ÜBUNGSAUFGABEN —
• 1. Nennen Sie alle Normen und Softwareprogramme, die im Lesetext über SIL-Berechnungen namentlich vorkommen.
• 2. Beantworten Sie anhand des Lesetextes über SIL-Berechnungen folgende Fragen:
(a) Welche Kenngröße gehört zum SIL nach der EN 62061?
(b) Welches Bauteil dient als Beispiel für die Prozesstechnik?
(c) Unter welcher Voraussetzung wäre es laut Text eventuell sinnvoll, nach der EN 62061 zu rechnen?
• 3. Führen Sie den Lesetext über SIL-Berechnungen nach seiner letzten Zeile fort.

===== LESETEXT

In der Prozesstechnik wird oft eine SIL mit einem PFD verwendet, das bedeutet, dass hier die Ausfälle pro Anforderung bewertet sind (low demand). Bauteile hier z.B. Temperaturwächter
Beim SIL nach der EN 62061 hast du hingehen einen PFHd, hier wird die Ausfallwahrscheinlichkeit pro Zeiteinheit bewertet (high demand). Bauteile hier z.B. Sicherheitsrelais

Generell:
Du kannst keine Berechnung mit Sistema nach der EN 62061 durchführen. Bei einer Umrechnung musst du auch aufpassen, ob die Bedingungen (Betätigungsraten, Testung, usw.) identisch sind.
Aber ob die wirklich identisch sind, ist schwer zu bewerten. Wenn du viele Bauteile mit einer SIL-Zertifizierung hast, wäre es evtl sinnvoll, nach der EN 62061 zu rechnen.
Nicht das ich bei Pilz Werbung machen möchte, doch ich finde die Software PAScal gut. Sehr übersichtliche Struktuerstellung mit einer Auswahl für die Berechnung nach ISO 13849 oder EN 62061.


----------



## Safety (25 März 2011)

==========
===== DATENSÄTZE

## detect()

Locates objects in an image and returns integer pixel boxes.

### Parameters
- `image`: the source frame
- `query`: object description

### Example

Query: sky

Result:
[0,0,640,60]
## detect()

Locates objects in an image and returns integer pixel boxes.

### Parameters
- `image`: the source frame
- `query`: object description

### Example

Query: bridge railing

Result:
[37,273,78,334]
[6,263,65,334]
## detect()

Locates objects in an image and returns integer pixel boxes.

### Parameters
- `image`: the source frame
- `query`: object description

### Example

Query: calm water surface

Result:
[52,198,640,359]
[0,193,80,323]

==========

LÖSUNGEN —
• 1. EN 62061, ISO 13849, Sistema, PAScal

• 2.
(a) Der PFHd, also die Ausfallwahrscheinlichkeit pro Zeiteinheit (high demand).
(b) Der Temperaturwächter.
(c) Wenn man viele Bauteile mit einer SIL-Zertifizierung hat.

• 3.
Hallo,
  mal ehrlich die Normenersteller sollten darauf achten, dass die Normen anwendbar sind, was bedeutet auch kleinere und mittlere Unternehmen sollten noch die Möglichkeit haben  Harmonisierte Normen zu erfüllen. Die DIN EN ISO 13849-1 und -2 hat ein vereinfachtes Verfahren welches immer noch auf den  schon lange bekannten Architekturen aufbaut.  Wenn man sich jetzt entsprechende Baumustergeprüfte Bauteile sucht und die nach den Datenblättern einsetzt hat man schon einen großes Stück erreicht. Auch in der Pneumatik und Hydraulik kommen immer mehr solcher Systeme auf den Markt und es gibt viele Schaltungsvorschläge. Auch die ganze Dokumentation wird dadurch weniger! Warum muss es zwei Normen für den Maschinenbau geben man sollte die 62061 abschaffen und die 13849-1 einige Zeit laufen lassen und Erfahrungen in Verbesserungen und Vereinfachungen einfließen lassen.  Es sollten auch klare Begriffliche Abgrenzungen zwischen Prozess Normen und Maschinenbau Normen geben um solche Verwechslungen auszuschließen. 
  Dies ist meine Meinung zu diesem Thema und zum Abschluss wenn man die 62061 Anwendet muss man diese auch kennen und umsetzen nicht nur Werte in eine Software tippen, was natürelich auch für die 13849 gilt.


----------



## hbdfan (5 April 2011)

Es geht los. 1. Project und gleich erste Probleme.

Kurzform:

2 Sicherheitsfunktionen, 1. NOT-Halt ausgelöst durch einen von drei NOT-Aus Schaltern. 2. Stoppfunktion durch Öffnen der Schutztüren auch drei Schalter.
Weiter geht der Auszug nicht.